WHAT IS BEING ASKED =>
Give the listing below again in full, exactly as written.

INPUT MATERIAL =>
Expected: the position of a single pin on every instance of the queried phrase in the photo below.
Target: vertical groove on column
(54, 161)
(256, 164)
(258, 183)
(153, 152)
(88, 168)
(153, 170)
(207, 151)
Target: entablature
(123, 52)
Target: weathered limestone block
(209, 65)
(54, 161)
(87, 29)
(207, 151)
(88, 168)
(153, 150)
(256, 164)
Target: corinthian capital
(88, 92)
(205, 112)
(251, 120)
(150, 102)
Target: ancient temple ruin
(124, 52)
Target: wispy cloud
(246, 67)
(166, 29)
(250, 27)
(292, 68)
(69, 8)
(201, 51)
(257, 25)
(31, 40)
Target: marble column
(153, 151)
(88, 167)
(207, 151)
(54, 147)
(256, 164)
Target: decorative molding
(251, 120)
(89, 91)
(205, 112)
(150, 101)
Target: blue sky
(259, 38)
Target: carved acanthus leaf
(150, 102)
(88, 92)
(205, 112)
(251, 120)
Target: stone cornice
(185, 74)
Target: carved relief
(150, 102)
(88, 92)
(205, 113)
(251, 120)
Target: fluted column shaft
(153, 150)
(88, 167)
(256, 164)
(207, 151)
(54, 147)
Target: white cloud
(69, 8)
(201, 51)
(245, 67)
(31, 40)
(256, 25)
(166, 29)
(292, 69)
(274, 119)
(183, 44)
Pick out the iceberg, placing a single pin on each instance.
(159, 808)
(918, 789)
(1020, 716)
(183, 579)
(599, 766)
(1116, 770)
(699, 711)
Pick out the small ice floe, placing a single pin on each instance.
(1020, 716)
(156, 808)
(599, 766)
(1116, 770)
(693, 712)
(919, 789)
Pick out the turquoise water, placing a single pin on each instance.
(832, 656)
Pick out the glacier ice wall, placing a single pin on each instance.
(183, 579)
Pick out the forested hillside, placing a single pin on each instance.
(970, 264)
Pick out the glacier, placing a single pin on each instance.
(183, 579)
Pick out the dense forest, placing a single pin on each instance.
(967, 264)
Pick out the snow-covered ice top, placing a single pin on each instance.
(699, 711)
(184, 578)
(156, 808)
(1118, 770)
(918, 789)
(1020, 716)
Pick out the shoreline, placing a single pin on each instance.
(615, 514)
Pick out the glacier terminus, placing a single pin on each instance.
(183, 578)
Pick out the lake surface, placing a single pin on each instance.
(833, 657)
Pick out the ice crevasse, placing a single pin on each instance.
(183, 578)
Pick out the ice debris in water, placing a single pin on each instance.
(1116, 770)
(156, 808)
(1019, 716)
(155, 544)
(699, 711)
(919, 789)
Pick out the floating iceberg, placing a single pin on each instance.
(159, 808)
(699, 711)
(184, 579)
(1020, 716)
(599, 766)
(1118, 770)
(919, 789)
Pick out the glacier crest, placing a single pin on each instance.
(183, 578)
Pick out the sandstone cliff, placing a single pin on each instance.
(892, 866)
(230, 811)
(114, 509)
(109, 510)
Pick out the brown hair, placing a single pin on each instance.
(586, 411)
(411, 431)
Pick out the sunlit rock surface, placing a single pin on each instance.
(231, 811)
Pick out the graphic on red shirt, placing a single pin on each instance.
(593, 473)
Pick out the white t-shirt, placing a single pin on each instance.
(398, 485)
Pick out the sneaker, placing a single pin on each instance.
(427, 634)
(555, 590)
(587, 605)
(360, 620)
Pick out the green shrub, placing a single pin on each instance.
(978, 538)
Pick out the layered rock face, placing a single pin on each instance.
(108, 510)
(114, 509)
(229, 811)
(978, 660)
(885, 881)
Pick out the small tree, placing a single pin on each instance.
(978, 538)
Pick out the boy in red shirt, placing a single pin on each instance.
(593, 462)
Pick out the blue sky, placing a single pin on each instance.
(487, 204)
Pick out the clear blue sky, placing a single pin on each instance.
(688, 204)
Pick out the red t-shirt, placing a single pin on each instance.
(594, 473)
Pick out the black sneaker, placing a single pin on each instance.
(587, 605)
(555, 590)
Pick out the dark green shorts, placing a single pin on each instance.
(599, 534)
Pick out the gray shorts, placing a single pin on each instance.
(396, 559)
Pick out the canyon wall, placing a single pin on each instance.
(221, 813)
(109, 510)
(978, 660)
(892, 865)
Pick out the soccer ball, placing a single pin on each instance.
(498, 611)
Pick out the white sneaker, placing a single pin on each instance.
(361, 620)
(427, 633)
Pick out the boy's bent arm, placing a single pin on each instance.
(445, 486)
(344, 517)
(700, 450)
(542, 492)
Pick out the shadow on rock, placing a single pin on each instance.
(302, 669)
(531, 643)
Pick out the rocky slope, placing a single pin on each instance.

OUTPUT FOR THIS TASK =>
Expected: the position of a single pin on every instance of the queried phrase in the photo below.
Target: vertical groove on column
(54, 161)
(256, 164)
(258, 183)
(153, 152)
(88, 168)
(153, 170)
(207, 151)
Target: entablature
(123, 52)
Target: weathered limestone block
(209, 65)
(54, 161)
(87, 29)
(207, 151)
(88, 168)
(153, 150)
(256, 164)
Target: corinthian capital
(88, 92)
(205, 112)
(251, 120)
(150, 102)
Target: ancient temple ruin
(124, 52)
Target: wispy cloud
(246, 67)
(166, 29)
(250, 27)
(292, 68)
(69, 8)
(201, 51)
(257, 25)
(31, 40)
Target: marble column
(153, 151)
(88, 167)
(207, 151)
(54, 147)
(256, 164)
Target: decorative molding
(251, 120)
(89, 91)
(205, 112)
(150, 101)
Target: blue sky
(259, 38)
Target: carved acanthus leaf
(150, 102)
(88, 92)
(205, 112)
(251, 120)
Target: stone cornice
(185, 74)
Target: carved relief
(150, 102)
(88, 92)
(205, 113)
(251, 120)
Target: fluted column shaft
(153, 150)
(88, 167)
(256, 164)
(207, 151)
(54, 147)
Target: white cloud
(69, 8)
(201, 51)
(245, 67)
(31, 40)
(256, 25)
(166, 29)
(292, 69)
(274, 119)
(183, 44)
Pick out the iceberg, placing a single pin on each instance.
(159, 808)
(918, 789)
(1020, 716)
(183, 579)
(599, 766)
(1116, 770)
(699, 711)
Pick out the small ice floe, placing a single pin on each instance.
(1020, 716)
(156, 808)
(599, 766)
(1116, 770)
(693, 712)
(919, 789)
Pick out the turquoise water, placing a single pin on each instance.
(832, 656)
Pick out the glacier ice wall, placing a single pin on each instance.
(183, 579)
Pick out the forested hillside, placing a single pin on each instance.
(970, 264)
Pick out the glacier, placing a single pin on each instance.
(183, 579)
Pick out the dense forest, placing a single pin on each instance.
(967, 264)
Pick out the snow-covered ice top, placing a single pin on each instance.
(699, 711)
(184, 578)
(156, 808)
(1118, 770)
(918, 789)
(1020, 716)
Pick out the shoreline, placing a single pin on each instance.
(615, 514)
Pick out the glacier terminus, placing a single pin on each instance.
(183, 578)
Pick out the lake surface, placing a single pin on each instance.
(833, 657)
Pick out the ice crevasse, placing a single pin on each instance.
(183, 578)
Pick out the ice debris in water, placing a single pin on each instance.
(1116, 770)
(156, 808)
(1019, 716)
(155, 544)
(699, 711)
(919, 789)
Pick out the floating iceberg, placing a single pin on each instance.
(159, 808)
(699, 711)
(184, 579)
(1020, 716)
(599, 766)
(1118, 770)
(919, 789)
Pick out the glacier crest, placing a single pin on each instance.
(183, 578)
Pick out the sandstone cliff, placing a single pin on each instance.
(892, 866)
(230, 811)
(114, 509)
(109, 510)
Pick out the brown hair, placing a single pin on each instance.
(586, 411)
(411, 431)
Pick out the sunlit rock surface, placing a single pin on each instance.
(231, 811)
Pick out the graphic on red shirt, placing a single pin on each instance.
(593, 473)
Pick out the white t-shirt, placing a single pin on each instance.
(398, 485)
Pick out the sneaker, placing a single pin on each instance.
(427, 634)
(555, 590)
(587, 605)
(360, 620)
Pick out the green shrub, placing a single pin on each instance.
(978, 538)
Pick out the layered rock face, placing a single pin on each instance.
(108, 510)
(114, 509)
(229, 811)
(978, 660)
(885, 881)
Pick out the small tree, placing a single pin on each instance.
(978, 538)
Pick out the boy in red shirt, placing a single pin on each instance.
(593, 462)
Pick out the blue sky, placing a single pin on each instance.
(487, 204)
Pick out the clear blue sky, placing a single pin on each instance.
(688, 204)
Pick out the red t-shirt, placing a single pin on each instance.
(594, 473)
Pick out the black sneaker, placing a single pin on each instance.
(587, 605)
(555, 590)
Pick out the dark green shorts, placing a single pin on each instance.
(599, 534)
Pick out the gray shorts, placing a single pin on each instance.
(396, 559)
Pick out the canyon wall, placing a single pin on each instance.
(221, 813)
(109, 510)
(978, 660)
(892, 865)
Pick out the soccer ball, placing a single pin on each instance.
(498, 611)
Pick out the white sneaker, placing a single pin on each instance.
(361, 620)
(427, 633)
Pick out the boy's bent arm, placing a single pin on each instance.
(445, 486)
(344, 517)
(700, 450)
(542, 492)
Pick out the shadow on rock, placing a single pin on each instance.
(302, 669)
(531, 643)
Pick out the rocky slope, placing a single pin on each instance.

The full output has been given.